● RECORDED DATA:
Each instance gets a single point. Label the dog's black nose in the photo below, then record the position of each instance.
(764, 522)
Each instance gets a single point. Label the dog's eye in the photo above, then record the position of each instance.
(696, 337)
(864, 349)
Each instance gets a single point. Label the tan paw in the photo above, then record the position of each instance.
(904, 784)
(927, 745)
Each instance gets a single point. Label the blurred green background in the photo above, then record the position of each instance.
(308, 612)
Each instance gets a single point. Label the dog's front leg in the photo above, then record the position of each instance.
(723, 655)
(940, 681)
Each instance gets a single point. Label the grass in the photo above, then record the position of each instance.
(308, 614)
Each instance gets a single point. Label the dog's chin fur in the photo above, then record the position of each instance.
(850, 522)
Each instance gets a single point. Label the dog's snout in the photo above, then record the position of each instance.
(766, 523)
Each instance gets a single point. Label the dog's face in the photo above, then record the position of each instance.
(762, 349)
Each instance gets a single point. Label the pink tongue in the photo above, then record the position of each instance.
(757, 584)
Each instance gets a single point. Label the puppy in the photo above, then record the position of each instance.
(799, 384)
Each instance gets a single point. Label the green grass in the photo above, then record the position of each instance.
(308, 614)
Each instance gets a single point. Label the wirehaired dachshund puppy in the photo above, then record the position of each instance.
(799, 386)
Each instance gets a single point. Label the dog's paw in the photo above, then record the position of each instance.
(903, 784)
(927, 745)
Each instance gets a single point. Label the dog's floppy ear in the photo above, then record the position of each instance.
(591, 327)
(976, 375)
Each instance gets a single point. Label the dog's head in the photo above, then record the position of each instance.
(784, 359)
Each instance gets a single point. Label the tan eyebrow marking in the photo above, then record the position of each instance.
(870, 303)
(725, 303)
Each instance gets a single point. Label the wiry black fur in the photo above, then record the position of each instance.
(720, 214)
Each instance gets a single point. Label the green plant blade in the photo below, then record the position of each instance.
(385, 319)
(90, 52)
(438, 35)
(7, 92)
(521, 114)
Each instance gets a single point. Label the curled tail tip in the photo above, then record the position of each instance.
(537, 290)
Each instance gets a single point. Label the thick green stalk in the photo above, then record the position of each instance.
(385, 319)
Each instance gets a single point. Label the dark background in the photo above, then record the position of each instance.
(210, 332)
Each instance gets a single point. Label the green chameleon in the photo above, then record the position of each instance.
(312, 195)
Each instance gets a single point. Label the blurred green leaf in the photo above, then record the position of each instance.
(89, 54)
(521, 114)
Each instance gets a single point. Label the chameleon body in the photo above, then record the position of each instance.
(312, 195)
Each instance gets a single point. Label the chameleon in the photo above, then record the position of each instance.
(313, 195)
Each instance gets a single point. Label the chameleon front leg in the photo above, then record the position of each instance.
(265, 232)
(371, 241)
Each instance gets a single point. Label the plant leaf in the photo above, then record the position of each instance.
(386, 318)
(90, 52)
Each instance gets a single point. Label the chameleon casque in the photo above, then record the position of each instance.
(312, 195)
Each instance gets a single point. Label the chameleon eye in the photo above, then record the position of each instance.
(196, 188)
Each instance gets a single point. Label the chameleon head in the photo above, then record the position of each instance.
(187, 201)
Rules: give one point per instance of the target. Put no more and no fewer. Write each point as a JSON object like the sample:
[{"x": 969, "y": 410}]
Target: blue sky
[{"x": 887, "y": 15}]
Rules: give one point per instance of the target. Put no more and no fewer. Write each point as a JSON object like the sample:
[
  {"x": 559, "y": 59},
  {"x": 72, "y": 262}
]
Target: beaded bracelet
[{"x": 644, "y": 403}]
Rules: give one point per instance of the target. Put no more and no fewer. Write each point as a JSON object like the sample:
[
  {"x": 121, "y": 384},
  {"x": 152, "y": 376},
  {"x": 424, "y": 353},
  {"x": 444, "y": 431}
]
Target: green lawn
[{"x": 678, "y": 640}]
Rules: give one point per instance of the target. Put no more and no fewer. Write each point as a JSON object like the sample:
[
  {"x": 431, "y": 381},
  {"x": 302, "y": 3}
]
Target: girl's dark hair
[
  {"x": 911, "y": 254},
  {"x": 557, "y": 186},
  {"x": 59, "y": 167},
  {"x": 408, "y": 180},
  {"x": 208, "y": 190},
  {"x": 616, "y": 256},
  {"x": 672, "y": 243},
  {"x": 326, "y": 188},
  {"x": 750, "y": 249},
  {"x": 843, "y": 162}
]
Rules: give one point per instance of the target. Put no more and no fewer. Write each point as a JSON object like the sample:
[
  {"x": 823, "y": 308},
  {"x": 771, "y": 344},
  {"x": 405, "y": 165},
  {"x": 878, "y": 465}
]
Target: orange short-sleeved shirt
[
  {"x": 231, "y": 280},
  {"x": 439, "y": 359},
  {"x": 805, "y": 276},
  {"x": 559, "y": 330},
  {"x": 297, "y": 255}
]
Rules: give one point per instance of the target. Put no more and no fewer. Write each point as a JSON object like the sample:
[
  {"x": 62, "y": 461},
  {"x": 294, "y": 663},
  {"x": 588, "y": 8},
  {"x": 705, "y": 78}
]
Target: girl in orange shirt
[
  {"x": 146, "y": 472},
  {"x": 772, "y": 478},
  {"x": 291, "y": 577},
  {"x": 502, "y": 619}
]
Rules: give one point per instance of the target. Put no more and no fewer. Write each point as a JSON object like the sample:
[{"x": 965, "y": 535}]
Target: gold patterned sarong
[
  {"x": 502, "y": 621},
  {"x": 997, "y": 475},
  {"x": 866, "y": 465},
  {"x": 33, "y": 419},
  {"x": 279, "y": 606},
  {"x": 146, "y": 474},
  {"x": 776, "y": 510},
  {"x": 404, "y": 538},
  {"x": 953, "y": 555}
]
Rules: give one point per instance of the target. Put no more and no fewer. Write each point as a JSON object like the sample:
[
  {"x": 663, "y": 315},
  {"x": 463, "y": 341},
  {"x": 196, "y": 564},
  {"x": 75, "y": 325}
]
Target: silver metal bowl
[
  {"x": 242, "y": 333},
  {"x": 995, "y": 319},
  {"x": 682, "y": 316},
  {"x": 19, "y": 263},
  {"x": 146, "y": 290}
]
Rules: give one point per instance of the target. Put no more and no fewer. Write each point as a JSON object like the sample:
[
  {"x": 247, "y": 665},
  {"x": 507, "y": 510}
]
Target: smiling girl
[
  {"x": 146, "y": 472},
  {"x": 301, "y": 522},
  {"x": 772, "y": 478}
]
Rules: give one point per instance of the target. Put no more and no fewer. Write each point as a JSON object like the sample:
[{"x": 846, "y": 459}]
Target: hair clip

● DIRECTIVE:
All of the records must be repeated exactly.

● EXERCISE OUTPUT:
Each instance gets a single point. Label the dog's black nose in the photo below, then record the position of each instance.
(764, 522)
Each instance gets a single point. Label the dog's eye in the photo above, then record the position of each instance.
(696, 337)
(864, 349)
Each instance gets a single point. Label the tan paw in the photo above, then record the position of each instance.
(904, 784)
(927, 745)
Each instance gets a single point. Label the blurred green background in the photo above, then record the position of each instance.
(308, 612)
Each instance gets a single point. Label the dog's front leg in the photo above, then record the position of each instance.
(723, 655)
(940, 681)
Each instance gets a single point. Label the grass in the photo above, then record the position of each instance.
(308, 614)
Each instance gets a single point. Label the dog's chin fur in the photo above, then record the position of each instance.
(850, 522)
Each instance gets a single point. Label the dog's snout in the photo above, then record the position of each instance.
(766, 523)
Each instance gets a single point. Label the dog's face in the photo above, then record the position of each instance.
(762, 349)
Each instance gets a single point. Label the pink tongue in the photo above, then record the position of each instance.
(757, 584)
Each instance gets a single point. Label the puppy in the photo above, then record the position of each instance.
(799, 384)
Each instance gets a single point. Label the green grass in the photo above, then record the position of each instance.
(308, 614)
Each instance gets a single point. Label the wirehaired dachshund puppy in the photo above, then record the position of each instance.
(799, 386)
Each instance gets a single point. Label the dog's paw in the photo above, then record the position of each instance.
(903, 784)
(927, 745)
Each instance gets a single point. Label the dog's floppy ear in the photo above, then record the position of each instance.
(591, 327)
(976, 375)
Each instance gets a single point. Label the dog's head in the photo above, then record the position of each instance.
(784, 359)
Each instance gets a single point. Label the tan eyebrow marking in the photo above, then record the position of each instance.
(870, 303)
(725, 303)
Each instance gets a single point. Label the wiry black fur in the photo above, then record the position of each instance.
(720, 214)
Each instance gets a single point. Label the green plant blade in the photo below, then record the position of each instance.
(385, 319)
(90, 52)
(438, 35)
(7, 92)
(521, 114)
Each instance gets a single point. Label the curled tail tip in the photo above, then record the position of each instance.
(537, 290)
Each instance gets a single point. Label the thick green stalk in the photo above, then record the position of each instance.
(385, 319)
Each instance gets a single point. Label the dark background in the photo above, then record the position of each instance.
(210, 332)
Each instance gets a single point. Label the green chameleon in the photo above, then record the position of each instance.
(312, 195)
Each instance gets a single point. Label the blurred green leaf in the photo above, then record the position of each instance.
(89, 54)
(521, 114)
Each instance gets a single point. Label the chameleon body in the photo above, then record the position of each instance.
(312, 195)
Each instance gets a single point. Label the chameleon in the photo above, then record the position of each instance.
(313, 195)
Each instance gets a single point. Label the chameleon front leg in the photo above, then record the position of each instance.
(265, 232)
(371, 241)
Each instance gets a single point. Label the plant leaf in the photo above, then record the position of each instance.
(386, 318)
(90, 52)
Each instance gets a single point. Label the chameleon casque in the photo above, then record the position of each instance.
(312, 195)
Each instance gets a single point. Label the chameleon eye in the photo above, then record the position of each instance.
(196, 188)
Each instance gets a single point. Label the chameleon head in the photo above, then record the position of each instance.
(187, 201)
Rules: give one point per instance of the target. Put no more and no fewer. Write each point as a JSON object like the sample:
[{"x": 969, "y": 410}]
Target: blue sky
[{"x": 887, "y": 15}]
Rules: give one point per instance of the target. Put no more and no fewer. Write each point as a JSON object like the sample:
[
  {"x": 559, "y": 59},
  {"x": 72, "y": 262}
]
Target: beaded bracelet
[{"x": 644, "y": 403}]
Rules: give one point per instance of the target. Put no more and no fewer. Write each point as a JSON object like the sample:
[
  {"x": 121, "y": 384},
  {"x": 152, "y": 376},
  {"x": 424, "y": 353},
  {"x": 444, "y": 431}
]
Target: green lawn
[{"x": 678, "y": 640}]
Rules: give one point per instance of the target. Put no more and no fewer. Write each point as a JSON object like the sample:
[
  {"x": 431, "y": 381},
  {"x": 302, "y": 3}
]
Target: girl's dark hair
[
  {"x": 911, "y": 254},
  {"x": 557, "y": 186},
  {"x": 59, "y": 167},
  {"x": 408, "y": 180},
  {"x": 208, "y": 190},
  {"x": 616, "y": 256},
  {"x": 672, "y": 243},
  {"x": 326, "y": 188},
  {"x": 750, "y": 249},
  {"x": 843, "y": 162}
]
Rules: give one point per instance of the target. Put no more and no fewer. Write each point as a JSON object like the sample:
[
  {"x": 823, "y": 308},
  {"x": 771, "y": 344},
  {"x": 405, "y": 165},
  {"x": 878, "y": 465}
]
Target: orange short-sleeved shirt
[
  {"x": 231, "y": 280},
  {"x": 439, "y": 359},
  {"x": 805, "y": 276},
  {"x": 559, "y": 330},
  {"x": 297, "y": 255}
]
Rules: give one point per instance of the target. Put no more and no fewer. Write each point as a JSON object like the sample:
[
  {"x": 62, "y": 461},
  {"x": 294, "y": 663},
  {"x": 588, "y": 8},
  {"x": 705, "y": 78}
]
Target: girl in orange shirt
[
  {"x": 146, "y": 472},
  {"x": 772, "y": 478},
  {"x": 291, "y": 577},
  {"x": 502, "y": 619}
]
Rules: give one point per instance of the target. Put no more and no fewer. Write each point as a JSON object like the sample:
[{"x": 965, "y": 535}]
Target: gold patterned sarong
[
  {"x": 502, "y": 621},
  {"x": 997, "y": 475},
  {"x": 866, "y": 465},
  {"x": 33, "y": 419},
  {"x": 279, "y": 606},
  {"x": 146, "y": 474},
  {"x": 776, "y": 510},
  {"x": 404, "y": 538},
  {"x": 953, "y": 555}
]
Rules: give one point per instance of the target. Put no more and no fewer. Write each point as a JSON object like the sample:
[
  {"x": 663, "y": 315},
  {"x": 463, "y": 341},
  {"x": 196, "y": 564},
  {"x": 75, "y": 325}
]
Target: silver metal bowl
[
  {"x": 242, "y": 333},
  {"x": 995, "y": 319},
  {"x": 682, "y": 316},
  {"x": 19, "y": 263},
  {"x": 146, "y": 290}
]
Rules: give one point per instance of the target. Put no more and no fewer. Write each point as a JSON object like the sample:
[
  {"x": 247, "y": 665},
  {"x": 507, "y": 510}
]
Target: smiling girl
[
  {"x": 146, "y": 472},
  {"x": 301, "y": 522},
  {"x": 772, "y": 478}
]
Rules: give one point per instance of the target. Put no more and no fewer. Write each point as a JSON object like the sample:
[{"x": 846, "y": 459}]
Target: hair clip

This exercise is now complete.